■ WHAT IS ASKED ■
A: Please repeat the account of Jim Perrin's book from "When we finalised" to "one single word.", changing "draft" to "manuscript".
B: Write what follows next in the account of Jim Perrin's book, picking up after its last sentence.

■ QUOTED TEXT ■
▼
When we finalised the original draft of Jim Perrin Climbs the Property Ladder and quoted the words he had written about his first son, we were unaware of the back-story of this son’s formative years and only after the text was initially posted were we told that the author’s account in West was, in great part, untrue. So we revised the draft to include the information given us concerning the young woman who was for several years his third wife and an exemplary step-mother to this child: although, and it is noteworthy, a young woman about whom — after all that time — there is in the book not one single word.

No sooner however was the revised version posted than we learned that other sections of the book which dealt with the child’s earliest up-bringing were also seriously and dishonestly misleading: until then we knew only what our sister, Jac, had told us about Jim Perrin’s past, which was of course what he had chosen to tell her — and, after she died, what we later read of his ‘story’, as described in West. (The book erroneously claimed by one of his reviewers to be ‘as near autobiographical as Jim Perrin had written’… )
▲
■ MATERIAL PROVIDED ■
▼
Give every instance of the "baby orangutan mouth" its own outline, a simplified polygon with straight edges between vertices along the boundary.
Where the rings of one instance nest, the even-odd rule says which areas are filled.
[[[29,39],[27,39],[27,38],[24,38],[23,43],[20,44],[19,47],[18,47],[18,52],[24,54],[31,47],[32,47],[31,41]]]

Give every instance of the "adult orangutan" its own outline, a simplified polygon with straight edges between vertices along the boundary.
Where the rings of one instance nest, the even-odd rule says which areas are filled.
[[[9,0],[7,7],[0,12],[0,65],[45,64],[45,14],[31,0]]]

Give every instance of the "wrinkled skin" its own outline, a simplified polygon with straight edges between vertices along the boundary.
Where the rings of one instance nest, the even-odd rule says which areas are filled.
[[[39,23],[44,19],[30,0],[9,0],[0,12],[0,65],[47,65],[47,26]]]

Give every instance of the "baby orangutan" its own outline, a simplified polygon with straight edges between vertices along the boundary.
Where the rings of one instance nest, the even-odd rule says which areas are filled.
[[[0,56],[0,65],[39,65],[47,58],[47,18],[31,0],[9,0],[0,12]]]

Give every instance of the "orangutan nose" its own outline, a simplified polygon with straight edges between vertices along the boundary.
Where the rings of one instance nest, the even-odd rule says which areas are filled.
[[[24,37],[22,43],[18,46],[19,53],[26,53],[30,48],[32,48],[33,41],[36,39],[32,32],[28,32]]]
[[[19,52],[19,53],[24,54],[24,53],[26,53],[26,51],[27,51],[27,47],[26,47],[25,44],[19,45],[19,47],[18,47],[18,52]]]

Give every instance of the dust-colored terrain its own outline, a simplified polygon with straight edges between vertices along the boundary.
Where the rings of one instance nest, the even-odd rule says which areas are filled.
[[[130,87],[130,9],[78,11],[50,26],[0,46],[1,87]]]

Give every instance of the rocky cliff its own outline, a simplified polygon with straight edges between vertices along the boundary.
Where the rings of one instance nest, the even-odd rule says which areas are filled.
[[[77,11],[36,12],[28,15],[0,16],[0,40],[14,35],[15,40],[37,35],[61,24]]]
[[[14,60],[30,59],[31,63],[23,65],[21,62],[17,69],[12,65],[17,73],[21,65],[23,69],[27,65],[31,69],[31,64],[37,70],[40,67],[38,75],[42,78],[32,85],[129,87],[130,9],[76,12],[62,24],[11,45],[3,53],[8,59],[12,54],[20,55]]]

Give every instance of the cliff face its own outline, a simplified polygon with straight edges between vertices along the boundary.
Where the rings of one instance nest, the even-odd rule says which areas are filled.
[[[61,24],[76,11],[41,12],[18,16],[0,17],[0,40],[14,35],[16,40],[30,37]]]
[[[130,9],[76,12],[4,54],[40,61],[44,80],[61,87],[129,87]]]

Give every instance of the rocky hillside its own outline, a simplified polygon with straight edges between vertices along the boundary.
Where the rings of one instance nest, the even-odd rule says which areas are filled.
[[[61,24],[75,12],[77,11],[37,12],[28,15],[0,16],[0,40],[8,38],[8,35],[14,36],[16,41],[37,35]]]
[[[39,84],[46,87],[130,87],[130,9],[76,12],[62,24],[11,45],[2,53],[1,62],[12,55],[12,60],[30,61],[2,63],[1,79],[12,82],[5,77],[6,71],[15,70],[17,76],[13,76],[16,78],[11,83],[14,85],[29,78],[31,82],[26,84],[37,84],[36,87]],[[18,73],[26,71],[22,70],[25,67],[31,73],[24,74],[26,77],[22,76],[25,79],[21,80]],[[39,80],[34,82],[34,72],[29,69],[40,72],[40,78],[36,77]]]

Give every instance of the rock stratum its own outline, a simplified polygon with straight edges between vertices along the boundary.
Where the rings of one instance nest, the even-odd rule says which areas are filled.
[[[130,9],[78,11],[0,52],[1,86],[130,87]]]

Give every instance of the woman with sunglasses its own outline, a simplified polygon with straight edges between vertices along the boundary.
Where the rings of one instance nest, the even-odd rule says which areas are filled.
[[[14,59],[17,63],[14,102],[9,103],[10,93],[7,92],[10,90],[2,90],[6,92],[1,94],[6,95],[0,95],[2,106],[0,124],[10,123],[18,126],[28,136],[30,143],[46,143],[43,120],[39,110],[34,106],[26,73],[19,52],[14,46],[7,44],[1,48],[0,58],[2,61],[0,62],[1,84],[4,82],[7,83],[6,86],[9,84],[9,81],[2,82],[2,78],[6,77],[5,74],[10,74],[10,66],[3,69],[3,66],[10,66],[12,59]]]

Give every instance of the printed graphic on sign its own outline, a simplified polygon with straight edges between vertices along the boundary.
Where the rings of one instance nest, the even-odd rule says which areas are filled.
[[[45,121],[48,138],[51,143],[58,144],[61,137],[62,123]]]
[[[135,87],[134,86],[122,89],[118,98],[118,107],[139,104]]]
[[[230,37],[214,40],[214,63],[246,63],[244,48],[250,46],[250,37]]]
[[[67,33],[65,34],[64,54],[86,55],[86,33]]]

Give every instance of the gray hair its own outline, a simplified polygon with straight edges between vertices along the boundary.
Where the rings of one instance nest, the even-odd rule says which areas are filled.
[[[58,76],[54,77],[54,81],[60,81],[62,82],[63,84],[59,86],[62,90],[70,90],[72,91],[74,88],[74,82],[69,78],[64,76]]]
▲
■ RESPONSES TO THE EXERCISE ■
A:
When we finalised the original manuscript of Jim Perrin Climbs the Property Ladder and quoted the words he had written about his first son, we were unaware of the back-story of this son’s formative years and only after the text was initially posted were we told that the author’s account in West was, in great part, untrue. So we revised the manuscript to include the information given us concerning the young woman who was for several years his third wife and an exemplary step-mother to this child: although, and it is noteworthy, a young woman about whom — after all that time — there is in the book not one single word.

B:
We are now happy to make good this omission as we realise that by the lacuna it might seem that we were acquiescing in the self-interested version written by the author; and we do not wish to give any credit to his lies, nor to allow his account to stand or remain unchallenged. Continue reading

Jim Perrin climbs the property ladder (revised since receiving further information)

Between August, 1998 and October, 2002, Jim Perrin had, as nearly as we can work it out, at least nine addresses and he wrote in West of the period before that, whilst his first son lived with him:

‘We moved house on average once a year until he was ten years old’ , when, he says, ‘I bought a house in Dinorwig.’  (Although we did learn later that this was not the whole truth.)

Certainly he has ’moved’ around a great deal.  Except: again there is the convenient ‘air-brushing’: actually he did not, as he implies throughout this book, single-handedly raise his son, Will, but instead remarried, his third wife, whilst his son, Will, was still very small;  a toddler, barely three years old.

This young woman, who already had two children of her own and with whom he had a further child, was a very loving step-mother to Will and was mostly responsible for his upbringing in those early years.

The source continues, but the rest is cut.